▸ **EXCERPT**:
Treasury bills secondary market traded with bullish sentiments, as average
yield across all instruments contracted by 23bps to 2.5%. The overall market
was largely influenced by activities in the OMO segment (-31bps to 2.8%), as
local players picked on the relatively attractive yields in the space, and
covered for lost bids at the OMO auction. Elsewhere, yields at the NTB segment
contracted by 11bps to 1.9%, due to sustained demand by retail investors. At
the OMO auction, the CBN offered bills worth NGN100.00 billion, with allotments
of NGN10.00 billion of the 82-day, NGN10.00 billion of the 180-day and NGN80.00
billion of the 355-day - at respective stop rates of 4.86% (previously 4.87%),
7.68% (previously 7.68%), and 8.94% (previously 8.94%).
We expect the downward trend in T-bills yields to continue next week, on the back of buoyant system liquidity. At the NTB segment, we expect focus to shift to the primary market, where the CBN will be offering NGN128.06 billion worth of instruments to investors.
Treasury bonds secondary market was bearish month end sell-offs at the top of
the week and increasing investor apathy for yields at this level drove average
yield higher by 9bps to 8.1%. Across the benchmark curve, the average yield at
the short (+2bps) and long (+27bps) ends expanded due to sell-offs of the
JAN-2022 (+27bps) and MAR-2036 (+98bps) bonds, respectively, while yields they
contracted at the mid (-8bps) segment, following buying interest in the
FEB-2028 (-24bps) bonds.

▸ **LISTED ENTRIES**:
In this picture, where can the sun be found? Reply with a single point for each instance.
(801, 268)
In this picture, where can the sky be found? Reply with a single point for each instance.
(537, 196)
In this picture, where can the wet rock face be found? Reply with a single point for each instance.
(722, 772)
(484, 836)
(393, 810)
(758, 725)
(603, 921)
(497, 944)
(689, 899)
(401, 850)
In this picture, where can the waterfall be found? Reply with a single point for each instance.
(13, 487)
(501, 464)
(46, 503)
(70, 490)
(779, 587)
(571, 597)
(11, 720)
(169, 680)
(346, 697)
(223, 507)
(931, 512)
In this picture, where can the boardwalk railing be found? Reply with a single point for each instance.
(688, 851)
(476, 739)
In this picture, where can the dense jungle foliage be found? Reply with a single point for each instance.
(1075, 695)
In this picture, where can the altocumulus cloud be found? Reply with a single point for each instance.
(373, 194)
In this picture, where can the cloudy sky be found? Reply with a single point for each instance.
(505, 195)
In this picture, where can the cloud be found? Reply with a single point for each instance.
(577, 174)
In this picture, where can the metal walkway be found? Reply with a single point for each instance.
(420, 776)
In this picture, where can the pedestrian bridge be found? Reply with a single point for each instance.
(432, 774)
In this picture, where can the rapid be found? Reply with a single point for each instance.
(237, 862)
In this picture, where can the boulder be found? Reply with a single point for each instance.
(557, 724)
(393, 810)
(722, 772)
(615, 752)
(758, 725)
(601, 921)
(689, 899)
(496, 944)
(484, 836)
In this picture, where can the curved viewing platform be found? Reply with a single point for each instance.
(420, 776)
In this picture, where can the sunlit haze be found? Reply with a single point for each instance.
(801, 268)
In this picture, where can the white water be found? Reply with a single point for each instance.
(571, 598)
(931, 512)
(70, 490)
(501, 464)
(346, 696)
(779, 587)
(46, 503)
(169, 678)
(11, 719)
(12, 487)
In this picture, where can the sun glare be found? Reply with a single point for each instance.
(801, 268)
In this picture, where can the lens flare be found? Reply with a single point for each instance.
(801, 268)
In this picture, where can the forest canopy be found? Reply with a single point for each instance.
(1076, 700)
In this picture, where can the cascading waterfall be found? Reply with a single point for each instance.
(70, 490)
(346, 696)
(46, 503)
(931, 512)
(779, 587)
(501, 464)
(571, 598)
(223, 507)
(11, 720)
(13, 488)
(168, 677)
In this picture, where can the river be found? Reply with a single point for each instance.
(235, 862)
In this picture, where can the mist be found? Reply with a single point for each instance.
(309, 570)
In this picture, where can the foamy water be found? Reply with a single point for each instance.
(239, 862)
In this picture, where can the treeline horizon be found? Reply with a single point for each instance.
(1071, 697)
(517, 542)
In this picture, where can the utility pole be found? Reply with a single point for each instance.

▸ **CHECK YOUR UNDERSTANDING**:
1) According to the Treasury market report, why did yields in the OMO segment fall? Answer in one to three sentences.
2) Please answer these questions from the Treasury market report:
(a) What total value of bills did the CBN offer at the OMO auction?
(b) By how much did NTB segment yields contract, and to what level?
(c) Which bonds drew buying interest in the mid segment of the benchmark curve?
3) List every bill tenor allotted at the OMO auction in the Treasury market report, with its allotment and stop rate.
The listing is separate material and has no connection to the Treasury market report.

▸ **ANSWERS FOR THIS EXERCISE**:
1) Local players were drawn to the relatively attractive yields in the OMO segment. They also bought there to cover bids they lost at the OMO auction, which pushed the segment's yield down 31bps to 2.8%.

2)
(a) NGN100.00 billion
(b) By 11bps, to 1.9%
(c) The FEB-2028 bonds

3)
- 82-day: NGN10.00 billion at 4.86%
- 180-day: NGN10.00 billion at 7.68%
- 355-day: NGN80.00 billion at 8.94%